#### EXERCISE:
Rewrite each of the items below, replacing "thickest part" with "widest part" wherever it occurs and leaving all other wording unchanged. Omit the pictures from your response.

# # # #

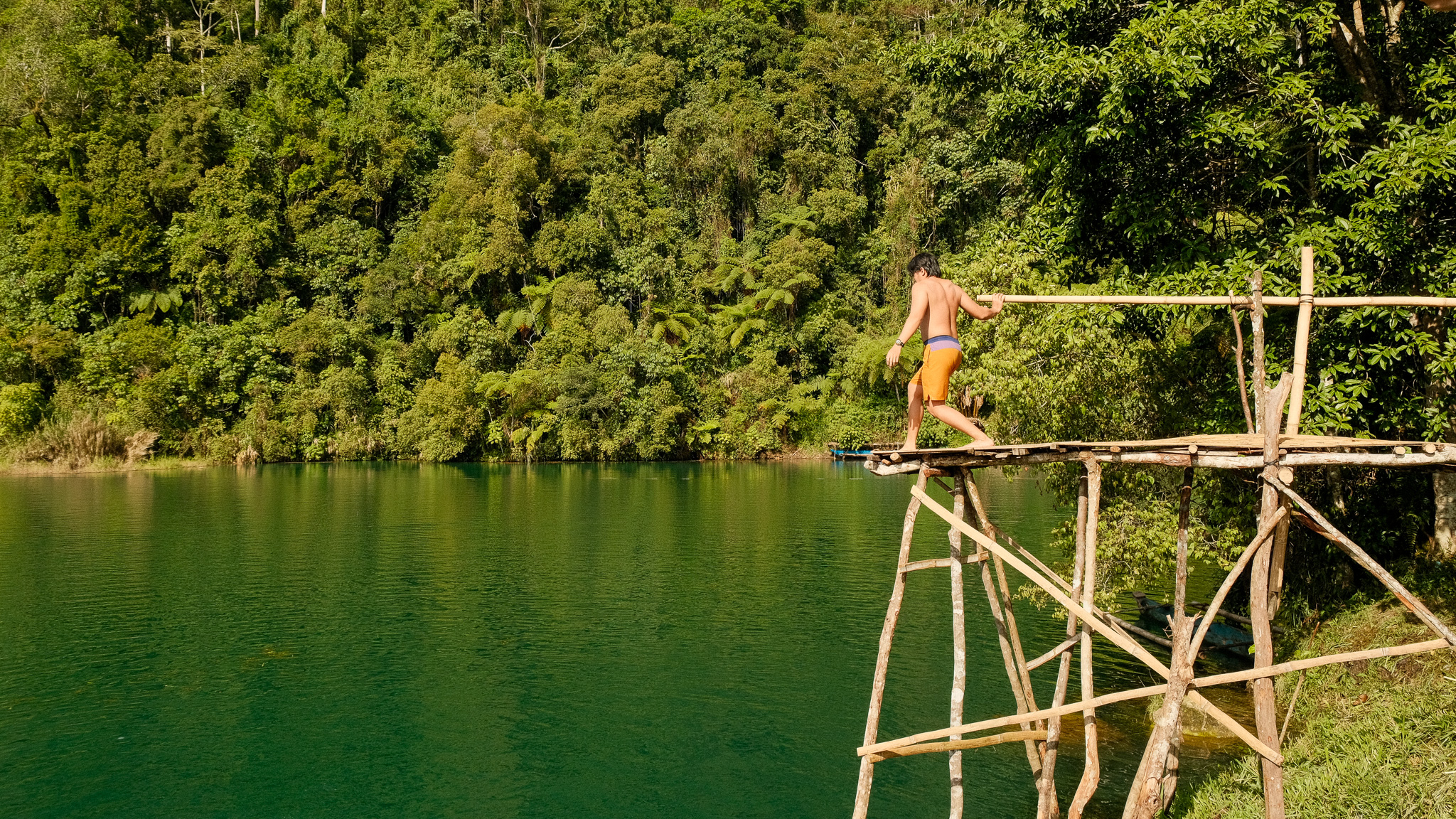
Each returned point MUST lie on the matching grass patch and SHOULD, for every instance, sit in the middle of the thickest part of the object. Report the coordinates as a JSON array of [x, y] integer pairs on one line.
[[1371, 739], [105, 464]]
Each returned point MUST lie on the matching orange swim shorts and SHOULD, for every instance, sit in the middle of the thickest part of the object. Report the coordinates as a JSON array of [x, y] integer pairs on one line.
[[935, 372]]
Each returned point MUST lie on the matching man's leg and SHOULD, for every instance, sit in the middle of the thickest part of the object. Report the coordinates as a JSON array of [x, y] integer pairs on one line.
[[916, 392], [951, 417]]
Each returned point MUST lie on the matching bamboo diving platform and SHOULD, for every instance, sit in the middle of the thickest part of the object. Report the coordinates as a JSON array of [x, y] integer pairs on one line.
[[1275, 454]]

# # # #

#### THE REPLY:
Each returned point MUST lie on the matching grass patch and SHOULD, for every instance, sit in the middle of the widest part of the object. Report the coordinates as a JSON array of [x, y] integer pairs on one line.
[[1371, 739], [105, 464]]
Each returned point MUST lie on the matching orange swim shorts and SHOULD, for every instance, sit in the middle of the widest part of the object. Report the coordinates as a JSON array of [x, y] integer pairs on one line.
[[935, 372]]
Each returned point MUST lie on the matching man's leg and SHOULD, for every instance, sit in the middle of the widest part of the object. Report the coordinates as a JSON array of [x, y] integer pairs on one line.
[[916, 392], [951, 417]]
Each returned point MUST lie on the matching bamboo diving platform and SHOULD, for every instance, sit in the middle of the widest part of the object. Report the coordinates as a JSON array of [x, y] integer pairs on one line.
[[1275, 454]]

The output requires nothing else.